Task prompt:
Reproduce the records below in their entirety, character for character.

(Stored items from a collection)

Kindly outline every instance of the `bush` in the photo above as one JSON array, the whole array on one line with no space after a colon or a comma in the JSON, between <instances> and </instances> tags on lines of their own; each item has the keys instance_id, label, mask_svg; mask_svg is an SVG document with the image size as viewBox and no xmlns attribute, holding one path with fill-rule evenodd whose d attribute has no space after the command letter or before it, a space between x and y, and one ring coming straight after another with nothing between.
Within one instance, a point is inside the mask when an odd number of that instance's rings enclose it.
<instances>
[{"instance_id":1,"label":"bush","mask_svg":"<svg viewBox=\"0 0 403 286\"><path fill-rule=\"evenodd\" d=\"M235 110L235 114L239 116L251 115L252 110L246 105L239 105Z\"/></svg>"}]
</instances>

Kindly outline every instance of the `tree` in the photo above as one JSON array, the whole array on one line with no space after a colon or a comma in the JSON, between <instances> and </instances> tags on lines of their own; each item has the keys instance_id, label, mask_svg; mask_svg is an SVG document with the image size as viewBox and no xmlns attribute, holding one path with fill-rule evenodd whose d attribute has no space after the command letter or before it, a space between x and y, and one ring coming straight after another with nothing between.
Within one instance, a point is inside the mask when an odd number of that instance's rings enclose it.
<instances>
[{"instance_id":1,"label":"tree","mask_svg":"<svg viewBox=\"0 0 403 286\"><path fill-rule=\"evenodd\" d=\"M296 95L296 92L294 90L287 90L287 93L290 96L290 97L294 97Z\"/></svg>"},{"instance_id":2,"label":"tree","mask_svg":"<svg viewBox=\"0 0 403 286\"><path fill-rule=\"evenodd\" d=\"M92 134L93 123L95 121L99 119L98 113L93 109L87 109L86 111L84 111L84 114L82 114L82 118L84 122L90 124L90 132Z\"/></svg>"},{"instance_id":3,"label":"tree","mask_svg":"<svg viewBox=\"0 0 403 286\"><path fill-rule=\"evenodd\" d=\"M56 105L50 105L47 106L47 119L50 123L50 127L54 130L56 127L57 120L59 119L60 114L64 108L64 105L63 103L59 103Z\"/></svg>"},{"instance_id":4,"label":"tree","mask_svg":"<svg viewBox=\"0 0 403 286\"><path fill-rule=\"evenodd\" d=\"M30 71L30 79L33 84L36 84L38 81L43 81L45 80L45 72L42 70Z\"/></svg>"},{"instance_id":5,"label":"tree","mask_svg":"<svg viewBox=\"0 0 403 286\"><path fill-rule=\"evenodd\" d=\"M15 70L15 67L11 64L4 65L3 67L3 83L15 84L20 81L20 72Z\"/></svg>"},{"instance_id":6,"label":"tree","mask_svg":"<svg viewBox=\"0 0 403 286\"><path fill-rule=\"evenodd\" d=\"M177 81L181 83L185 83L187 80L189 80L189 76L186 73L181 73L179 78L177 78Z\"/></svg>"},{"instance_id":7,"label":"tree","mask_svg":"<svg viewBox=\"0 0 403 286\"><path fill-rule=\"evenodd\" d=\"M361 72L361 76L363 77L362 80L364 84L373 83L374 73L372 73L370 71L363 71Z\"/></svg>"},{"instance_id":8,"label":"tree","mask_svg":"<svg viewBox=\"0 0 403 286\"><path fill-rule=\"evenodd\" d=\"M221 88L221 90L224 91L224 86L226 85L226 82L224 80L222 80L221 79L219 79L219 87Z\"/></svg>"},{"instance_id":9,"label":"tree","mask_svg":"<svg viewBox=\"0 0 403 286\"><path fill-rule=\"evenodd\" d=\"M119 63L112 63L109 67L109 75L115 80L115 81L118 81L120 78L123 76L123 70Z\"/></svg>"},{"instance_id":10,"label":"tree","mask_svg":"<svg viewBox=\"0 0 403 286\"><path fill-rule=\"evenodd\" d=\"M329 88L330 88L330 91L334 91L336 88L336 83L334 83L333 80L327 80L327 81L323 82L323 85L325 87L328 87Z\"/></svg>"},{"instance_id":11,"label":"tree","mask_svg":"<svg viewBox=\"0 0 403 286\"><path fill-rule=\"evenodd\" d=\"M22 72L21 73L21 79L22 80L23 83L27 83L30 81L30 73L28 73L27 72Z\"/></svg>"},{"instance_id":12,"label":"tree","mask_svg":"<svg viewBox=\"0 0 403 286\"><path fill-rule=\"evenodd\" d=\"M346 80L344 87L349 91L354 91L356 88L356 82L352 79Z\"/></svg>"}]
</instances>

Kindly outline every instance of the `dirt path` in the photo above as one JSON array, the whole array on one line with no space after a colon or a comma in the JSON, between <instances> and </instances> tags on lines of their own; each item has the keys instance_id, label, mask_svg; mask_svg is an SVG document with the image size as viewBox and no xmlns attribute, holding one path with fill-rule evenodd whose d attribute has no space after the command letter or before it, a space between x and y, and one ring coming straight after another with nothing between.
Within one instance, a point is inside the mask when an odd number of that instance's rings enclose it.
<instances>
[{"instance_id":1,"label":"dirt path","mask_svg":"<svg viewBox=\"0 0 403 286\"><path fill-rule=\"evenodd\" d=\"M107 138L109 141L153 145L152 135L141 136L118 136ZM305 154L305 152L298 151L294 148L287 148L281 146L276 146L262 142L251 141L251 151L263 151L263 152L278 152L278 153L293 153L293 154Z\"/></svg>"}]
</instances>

Written reply:
Kindly outline every instance of the `bush` in the photo above as one JSON array, the whole array on one line with no space after a colon or a comma in the JSON, between <instances> and </instances> tags on lines of their own; each item has the keys instance_id, label, mask_svg; mask_svg is an SVG document with the image size as viewBox and no xmlns attribute, holding one path with fill-rule evenodd whose d attribute has no space after the command letter or before it, a space between x and y, and one ring coming straight after another with nothing between.
Within one instance, a point is inside the mask when an odd number of that instance's rings enclose it.
<instances>
[{"instance_id":1,"label":"bush","mask_svg":"<svg viewBox=\"0 0 403 286\"><path fill-rule=\"evenodd\" d=\"M235 110L235 114L239 116L251 115L252 110L246 105L239 105Z\"/></svg>"}]
</instances>

Kindly outline every instance of the `tree` in the photo above as one JSON array, the whole array on one line with no space after a colon or a comma in the JSON, between <instances> and </instances> tags on lines of their own; each item has the keys instance_id, label, mask_svg; mask_svg is an SVG document with the image size as viewBox and no xmlns attribute, holding one path with fill-rule evenodd whose d attribute has no space after the command letter or before it, a space between x and y, and one ring coming straight after another with nothing between.
Within one instance, a point is inside the mask when an odd number of that instance's rings enclose it.
<instances>
[{"instance_id":1,"label":"tree","mask_svg":"<svg viewBox=\"0 0 403 286\"><path fill-rule=\"evenodd\" d=\"M296 95L296 92L294 90L287 90L287 93L290 96L290 97L294 97Z\"/></svg>"},{"instance_id":2,"label":"tree","mask_svg":"<svg viewBox=\"0 0 403 286\"><path fill-rule=\"evenodd\" d=\"M92 134L93 123L95 121L99 119L98 113L93 109L87 109L86 111L84 111L84 114L82 114L82 118L84 122L90 124L90 132Z\"/></svg>"},{"instance_id":3,"label":"tree","mask_svg":"<svg viewBox=\"0 0 403 286\"><path fill-rule=\"evenodd\" d=\"M56 105L50 105L47 106L47 119L50 123L50 127L54 130L56 127L57 120L59 119L60 114L64 108L64 105L63 103L59 103Z\"/></svg>"},{"instance_id":4,"label":"tree","mask_svg":"<svg viewBox=\"0 0 403 286\"><path fill-rule=\"evenodd\" d=\"M30 71L30 79L33 84L36 84L38 81L43 81L45 80L45 72L42 70Z\"/></svg>"},{"instance_id":5,"label":"tree","mask_svg":"<svg viewBox=\"0 0 403 286\"><path fill-rule=\"evenodd\" d=\"M15 70L15 67L11 64L4 65L3 67L3 83L15 84L20 81L20 72Z\"/></svg>"},{"instance_id":6,"label":"tree","mask_svg":"<svg viewBox=\"0 0 403 286\"><path fill-rule=\"evenodd\" d=\"M177 81L181 83L185 83L187 80L189 80L189 76L186 73L181 73L179 78L177 78Z\"/></svg>"},{"instance_id":7,"label":"tree","mask_svg":"<svg viewBox=\"0 0 403 286\"><path fill-rule=\"evenodd\" d=\"M361 72L361 76L363 77L362 80L364 84L373 83L374 73L372 73L370 71L363 71Z\"/></svg>"},{"instance_id":8,"label":"tree","mask_svg":"<svg viewBox=\"0 0 403 286\"><path fill-rule=\"evenodd\" d=\"M221 88L221 90L224 91L224 86L226 85L226 82L224 80L222 80L221 79L219 79L219 87Z\"/></svg>"},{"instance_id":9,"label":"tree","mask_svg":"<svg viewBox=\"0 0 403 286\"><path fill-rule=\"evenodd\" d=\"M119 63L112 63L109 67L109 75L115 80L115 81L118 81L120 78L123 76L123 70Z\"/></svg>"},{"instance_id":10,"label":"tree","mask_svg":"<svg viewBox=\"0 0 403 286\"><path fill-rule=\"evenodd\" d=\"M329 88L330 88L330 91L334 91L336 88L336 83L334 83L333 80L327 80L327 81L323 82L323 85L325 87L328 87Z\"/></svg>"},{"instance_id":11,"label":"tree","mask_svg":"<svg viewBox=\"0 0 403 286\"><path fill-rule=\"evenodd\" d=\"M22 72L21 73L21 79L22 80L23 83L27 83L30 81L30 73L28 73L27 72Z\"/></svg>"},{"instance_id":12,"label":"tree","mask_svg":"<svg viewBox=\"0 0 403 286\"><path fill-rule=\"evenodd\" d=\"M346 80L344 87L349 91L354 91L356 88L356 82L352 79Z\"/></svg>"}]
</instances>

Kindly outline every instance of the `dirt path` in the photo above as one JSON array, the whole array on one line with no space after a colon or a comma in the JSON, between <instances> and </instances> tags on lines of their own; each item has the keys instance_id, label, mask_svg; mask_svg is an SVG document with the image size as viewBox and no xmlns attribute, holding one path with fill-rule evenodd whose d attribute has no space after the command letter or before it, a space between x and y, and one ring coming straight after another with nothing between.
Within one instance, a point is inside the mask when an odd number of that instance's rings enclose it.
<instances>
[{"instance_id":1,"label":"dirt path","mask_svg":"<svg viewBox=\"0 0 403 286\"><path fill-rule=\"evenodd\" d=\"M107 138L109 141L153 145L152 135L141 136L118 136ZM305 154L305 152L298 151L294 148L287 148L281 146L276 146L262 142L251 141L251 151L263 151L263 152L278 152L278 153L293 153L293 154Z\"/></svg>"}]
</instances>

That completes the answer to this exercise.